▸ **Exercise details**: All of the material below is to be returned exactly.

*** Task data ***

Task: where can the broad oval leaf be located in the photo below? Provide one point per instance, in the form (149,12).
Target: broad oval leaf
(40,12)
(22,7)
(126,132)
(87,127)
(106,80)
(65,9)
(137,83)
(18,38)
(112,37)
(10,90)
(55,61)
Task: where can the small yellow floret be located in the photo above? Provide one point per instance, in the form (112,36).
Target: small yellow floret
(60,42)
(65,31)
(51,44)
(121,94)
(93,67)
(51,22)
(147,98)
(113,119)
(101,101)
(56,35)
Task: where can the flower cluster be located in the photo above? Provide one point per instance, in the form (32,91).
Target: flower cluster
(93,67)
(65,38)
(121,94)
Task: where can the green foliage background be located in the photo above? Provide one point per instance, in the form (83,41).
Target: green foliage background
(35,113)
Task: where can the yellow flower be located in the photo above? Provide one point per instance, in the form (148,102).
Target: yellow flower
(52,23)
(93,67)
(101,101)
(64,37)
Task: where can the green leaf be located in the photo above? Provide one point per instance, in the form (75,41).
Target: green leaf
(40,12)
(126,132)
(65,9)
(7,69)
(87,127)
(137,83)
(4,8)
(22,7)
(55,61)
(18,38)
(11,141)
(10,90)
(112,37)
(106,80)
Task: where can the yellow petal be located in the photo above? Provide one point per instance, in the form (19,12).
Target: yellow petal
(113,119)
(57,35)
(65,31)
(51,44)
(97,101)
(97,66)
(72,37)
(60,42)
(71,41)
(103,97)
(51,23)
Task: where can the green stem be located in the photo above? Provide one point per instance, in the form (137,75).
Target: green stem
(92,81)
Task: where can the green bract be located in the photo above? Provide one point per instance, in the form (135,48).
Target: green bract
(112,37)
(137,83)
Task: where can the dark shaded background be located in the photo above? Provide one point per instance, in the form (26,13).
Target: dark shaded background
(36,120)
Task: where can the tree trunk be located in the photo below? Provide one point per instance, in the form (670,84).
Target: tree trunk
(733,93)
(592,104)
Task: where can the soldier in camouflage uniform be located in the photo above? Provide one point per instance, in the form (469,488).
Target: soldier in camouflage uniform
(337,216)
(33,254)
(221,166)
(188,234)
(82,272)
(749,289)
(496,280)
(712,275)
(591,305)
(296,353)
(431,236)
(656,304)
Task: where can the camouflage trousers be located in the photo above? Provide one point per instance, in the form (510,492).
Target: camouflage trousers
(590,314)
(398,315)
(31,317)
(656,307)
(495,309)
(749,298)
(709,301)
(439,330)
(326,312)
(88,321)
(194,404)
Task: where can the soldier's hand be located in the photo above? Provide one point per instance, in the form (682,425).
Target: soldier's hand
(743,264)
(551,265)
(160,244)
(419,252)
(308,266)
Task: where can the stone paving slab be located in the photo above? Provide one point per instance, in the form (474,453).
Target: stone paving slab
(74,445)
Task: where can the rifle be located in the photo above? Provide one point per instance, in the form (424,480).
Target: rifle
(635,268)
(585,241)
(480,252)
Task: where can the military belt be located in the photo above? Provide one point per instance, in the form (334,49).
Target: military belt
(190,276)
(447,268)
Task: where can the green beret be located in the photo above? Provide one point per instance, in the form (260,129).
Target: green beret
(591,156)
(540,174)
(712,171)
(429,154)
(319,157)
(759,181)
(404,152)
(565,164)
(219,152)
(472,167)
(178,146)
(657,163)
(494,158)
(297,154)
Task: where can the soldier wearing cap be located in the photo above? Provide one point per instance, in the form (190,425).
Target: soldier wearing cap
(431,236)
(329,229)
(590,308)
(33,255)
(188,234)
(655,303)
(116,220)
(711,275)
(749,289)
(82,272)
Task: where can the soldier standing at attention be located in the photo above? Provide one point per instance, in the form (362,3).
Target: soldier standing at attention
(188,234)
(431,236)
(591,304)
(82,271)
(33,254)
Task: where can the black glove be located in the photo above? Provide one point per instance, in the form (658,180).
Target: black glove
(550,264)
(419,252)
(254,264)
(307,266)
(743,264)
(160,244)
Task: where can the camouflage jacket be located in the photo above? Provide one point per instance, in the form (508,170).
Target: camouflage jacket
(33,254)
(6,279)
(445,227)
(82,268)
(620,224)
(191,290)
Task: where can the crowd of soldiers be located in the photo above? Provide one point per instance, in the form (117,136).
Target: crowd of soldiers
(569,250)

***

▸ **Result**:
Task: where can the broad oval leaf be located in the photo below? Provide one point per instance, in the form (149,12).
Target: broad oval leaf
(40,12)
(22,7)
(126,132)
(87,127)
(106,80)
(65,9)
(137,83)
(18,38)
(112,37)
(10,90)
(55,61)
Task: where can the small yellow floret be located in the photo above? Provide one point per instance, in the form (112,36).
Target: small yellow floret
(60,42)
(65,31)
(51,44)
(121,94)
(93,67)
(51,22)
(147,98)
(113,119)
(101,101)
(56,35)
Task: where can the flower cluster be located in the photo above? Provide one point per instance, in the form (32,91).
Target: flower cluster
(93,67)
(65,38)
(121,94)
Task: where can the green foliage background be located in the photo above? Provide one point per instance, in the form (83,41).
Target: green foliage background
(35,113)
Task: where can the yellow flower be located in the photo above? Provide one point per instance, in the form (148,102).
Target: yellow flower
(52,23)
(93,67)
(101,101)
(64,37)
Task: where can the green leaf be located in the photo above? Provide one point per instance, in the form (75,41).
Target: green leaf
(40,12)
(126,132)
(65,9)
(7,69)
(87,127)
(137,83)
(4,8)
(22,7)
(55,61)
(18,38)
(11,141)
(10,90)
(112,37)
(106,80)
Task: where can the yellow petal be located in the photo above? Provide one point per instance, in the form (19,12).
Target: yellow petal
(113,119)
(57,35)
(65,31)
(51,44)
(97,101)
(97,66)
(72,37)
(60,42)
(71,41)
(103,97)
(51,23)
Task: where can the green stem be located in the photo above? Provide one point per instance, in the form (137,75).
Target: green stem
(92,81)
Task: where can the green bract be located in the photo above? Provide one point per instance, in the form (135,48).
Target: green bract
(112,37)
(137,83)
Task: where can the dark shaded background be located in the photo above? Provide one point per instance, in the form (26,13).
Target: dark shaded background
(36,120)
Task: where can the tree trunk be located in the photo below? Provide one point per instance, in the form (670,84).
Target: tree trunk
(733,93)
(592,104)
Task: where can the soldier in camouflage uniform be located in the photo above? Provide one point per instance, in the form (469,488).
Target: soldier in camouflage uniform
(337,216)
(33,254)
(221,166)
(188,234)
(82,272)
(749,289)
(496,280)
(712,275)
(591,305)
(296,353)
(431,236)
(656,304)
Task: where can the camouflage trousers be located in the photo above? Provide one point per instance, in the form (510,492).
Target: camouflage trousers
(590,314)
(398,315)
(31,317)
(656,307)
(495,309)
(749,298)
(709,301)
(439,330)
(326,312)
(88,321)
(194,404)
Task: where can the soldier's hand be located in the photo above? Provide one point per instance, in the form (682,425).
Target: soldier's hand
(743,264)
(551,265)
(160,244)
(419,252)
(308,266)
Task: where can the stone paving slab be located in the photo above? Provide one point per instance, in the form (474,453).
Target: stone paving slab
(74,445)
Task: where can the rifle be located in the photo above? Provide one point per instance, in the form (424,480).
Target: rifle
(635,268)
(585,241)
(480,252)
Task: where can the military belt be located in the photo above? Provide one point per instance, in the form (334,49).
Target: military belt
(190,276)
(447,268)
Task: where can the green beret be located in the photo above? Provide one point per instance, in the form (260,129).
Target: green beret
(591,156)
(540,174)
(712,171)
(429,154)
(319,157)
(759,181)
(404,152)
(565,164)
(219,152)
(472,167)
(178,146)
(657,163)
(494,158)
(297,154)
Task: where can the soldier wearing cap be located in the photo above? Provide one point per instance, in the form (190,425).
Target: soldier wearing cap
(431,236)
(329,229)
(590,308)
(33,255)
(188,234)
(655,303)
(116,220)
(711,275)
(749,289)
(82,272)
Task: where can the soldier standing at attention be located in the photo above? Provide one point per instance, in the form (362,3).
Target: soldier standing at attention
(188,234)
(431,236)
(591,304)
(82,271)
(33,254)
Task: where can the black glove be located in the photo above? Provide one point per instance, in the form (658,180).
Target: black glove
(550,264)
(419,252)
(254,264)
(307,266)
(743,264)
(160,244)
Task: where can the camouflage jacket be located in the photo above? Provide one point per instance, in the form (508,170).
Target: camouflage jacket
(33,254)
(6,279)
(445,227)
(82,268)
(620,224)
(191,290)
Task: where can the crowd of soldiers be located in the photo above? Provide one point per instance, in the form (117,136).
Target: crowd of soldiers
(569,250)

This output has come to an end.